- Exercise A: In the glioma passage below, which genes does it say a previous molecular study found frequently mutated in astrocytic tumors?
- Exercise B: Resume the passage below on reclassifying mixed gliomas by genetically integrated criteria, picking up right after its final sentence.

- Passage shown:
/---

The accumulation of research on gliomas has led to a growth in understanding of its molecular aspects. Previous molecular study of astrocytic tumors revealed frequent mutations in IDH, ATRX, and TP53, suggesting that these mutations might be genetic features of astrocytic tumors [7,8]. On the other hand, concurrent deletion of chromosomal arms 1p and 19q constitute a hallmark alteration in oligodendroglial tumors [9]. Because 1p/19q codeleted gliomas are strongly associated with IDH mutation [10], IDH mutation is considered as a genetic feature of oligodendroglioma. The disclosure of these molecular aberrations of glioma led to the discussion on whether to include these molecular markers in the 2016 revised World Health Organization (WHO) classification of central nervous system tumors. As such, neuropathologists with expertise in molecular diagnosis met in a meeting held in Haarlem [11]. This “International Society of Neuropathology (ISN)-Haarlem Consensus Meeting” decided to include the ambiguous category of “DA, 1p/19q-codeleted”; however, this class turned out to be oligodendroglioma with an astrocytic phenotype. In August 2014, Sahm et al. [12] suggested no longer using the term “OA” because in situ molecular genetics showed that previously diagnosed OAs were largely divided into oligodendroglioma with reactive astrogliosis or astrocytoma with partial oligodendroglial morphology with no genetic basis of the oligodendroglial component. Rather, the latter showed genetic aberration compatible with DA in the whole tumor area [12]. Subsequently, a genetically integrated diagnostic approach was proposed [13]. With respect to both overall survival (OS) and time until treatment failure, the integrated approach separated the diagnostic groups more stringently, and it also proved to be more successful in the outcome prediction [13]. Not only in terms of prognosis, but also for predictive information, the previous studies suggest that IDH, ATRX, and 1p/19q status can offer useful criteria and aid in selection of proper therapy for the patients [14,15].
With this background, we reclassified the archives of mixed gliomas at Seoul National University Hospital, including GBMO, by the new genetically integrated diagnostic criteria. This study was designed to determine the usefulness of a genetically integrated diagnostic approach and the prognostic power of a new classification system in Korean patients.

\---

- Source information:

/---

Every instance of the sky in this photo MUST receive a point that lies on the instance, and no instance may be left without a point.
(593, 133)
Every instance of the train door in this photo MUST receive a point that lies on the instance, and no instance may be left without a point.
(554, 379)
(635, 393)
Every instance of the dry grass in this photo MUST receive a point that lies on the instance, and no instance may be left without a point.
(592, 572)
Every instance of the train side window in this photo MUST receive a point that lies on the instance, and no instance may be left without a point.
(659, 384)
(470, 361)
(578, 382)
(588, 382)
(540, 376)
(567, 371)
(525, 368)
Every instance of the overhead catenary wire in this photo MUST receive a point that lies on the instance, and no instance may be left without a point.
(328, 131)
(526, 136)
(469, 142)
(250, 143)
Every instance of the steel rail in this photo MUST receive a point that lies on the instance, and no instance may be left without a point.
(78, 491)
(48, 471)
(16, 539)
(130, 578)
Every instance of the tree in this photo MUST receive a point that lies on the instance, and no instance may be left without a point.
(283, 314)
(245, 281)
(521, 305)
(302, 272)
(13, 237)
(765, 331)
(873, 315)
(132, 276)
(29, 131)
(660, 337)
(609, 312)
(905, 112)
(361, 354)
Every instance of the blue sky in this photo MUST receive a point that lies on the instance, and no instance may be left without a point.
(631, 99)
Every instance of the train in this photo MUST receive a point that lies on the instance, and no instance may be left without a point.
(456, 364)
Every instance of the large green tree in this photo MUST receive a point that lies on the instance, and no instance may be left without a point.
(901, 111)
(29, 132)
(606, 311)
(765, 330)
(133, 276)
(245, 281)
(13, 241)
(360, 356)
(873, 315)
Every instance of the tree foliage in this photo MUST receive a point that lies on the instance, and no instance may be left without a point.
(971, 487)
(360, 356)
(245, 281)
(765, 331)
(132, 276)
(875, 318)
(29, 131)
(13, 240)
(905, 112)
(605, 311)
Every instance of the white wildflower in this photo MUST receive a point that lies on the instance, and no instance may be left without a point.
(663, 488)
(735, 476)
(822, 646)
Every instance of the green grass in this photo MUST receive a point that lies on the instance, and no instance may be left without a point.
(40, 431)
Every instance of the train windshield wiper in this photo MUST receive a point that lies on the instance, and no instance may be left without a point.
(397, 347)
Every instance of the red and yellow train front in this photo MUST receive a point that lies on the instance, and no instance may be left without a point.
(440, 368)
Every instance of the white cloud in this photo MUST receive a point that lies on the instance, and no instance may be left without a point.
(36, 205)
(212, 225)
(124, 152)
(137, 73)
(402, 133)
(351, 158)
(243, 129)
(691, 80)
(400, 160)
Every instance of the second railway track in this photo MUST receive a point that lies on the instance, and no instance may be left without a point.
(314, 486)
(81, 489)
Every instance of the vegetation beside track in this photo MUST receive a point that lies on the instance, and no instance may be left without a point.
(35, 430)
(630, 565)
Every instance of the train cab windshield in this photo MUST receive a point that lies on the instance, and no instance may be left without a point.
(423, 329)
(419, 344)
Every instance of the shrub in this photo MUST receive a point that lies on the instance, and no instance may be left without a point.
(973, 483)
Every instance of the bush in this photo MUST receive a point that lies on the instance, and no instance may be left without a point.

\---

- Exercise result A: IDH, ATRX, and TP53.

- Exercise result B:
Study population

Formalin-fixed paraffin-embedded (FFPE) tissues from a total of 58 patients were obtained from the archives of the Department of Pathology, Seoul National University Hospital. All patients were Korean (Table 1). Age at first diagnosis was between 14 and 73 years old (median: previously OA, 36 years; previously GBMO, 56 years). All cases were diagnosed between 2004 and 2015. Selected cases had distinct morphological features of mixed astrocytic and oligodendroglial component or mixed GBM and oligodendroglial component. We used a 10% cut-off for the minimum area of oligodendroglial or astrocytic component. Tumors were graded according to the 2007 WHO guidelines. The series contained 15 OAs, 14 AOAs, and 29 GBMOs (Fig. 1). Histopathologic slides were reviewed by two pathologists (S.H. Park, S.I. Kim). Immunohistochemical stainings for IDH1 (clone H09, Dianova, Hamburg, Germany) and ATRX (Sigma-Aldrich, St. Louis, MO, USA) were performed in all 58 cases. If IDH1 immunohistochemistry (IHC) was negative, direct sequencing of IDH1/IDH2 was performed. Fluorescent in situ hybridization (FISH) using Vysis probes (Abbott, Des Plaines, IL, USA) to detect 1p/19q status was done in all 58 cases. Survival plots according to the clinical, histological, and molecular characteristics of tumors were analyzed using Kaplan-Meier (K-M) survival analysis.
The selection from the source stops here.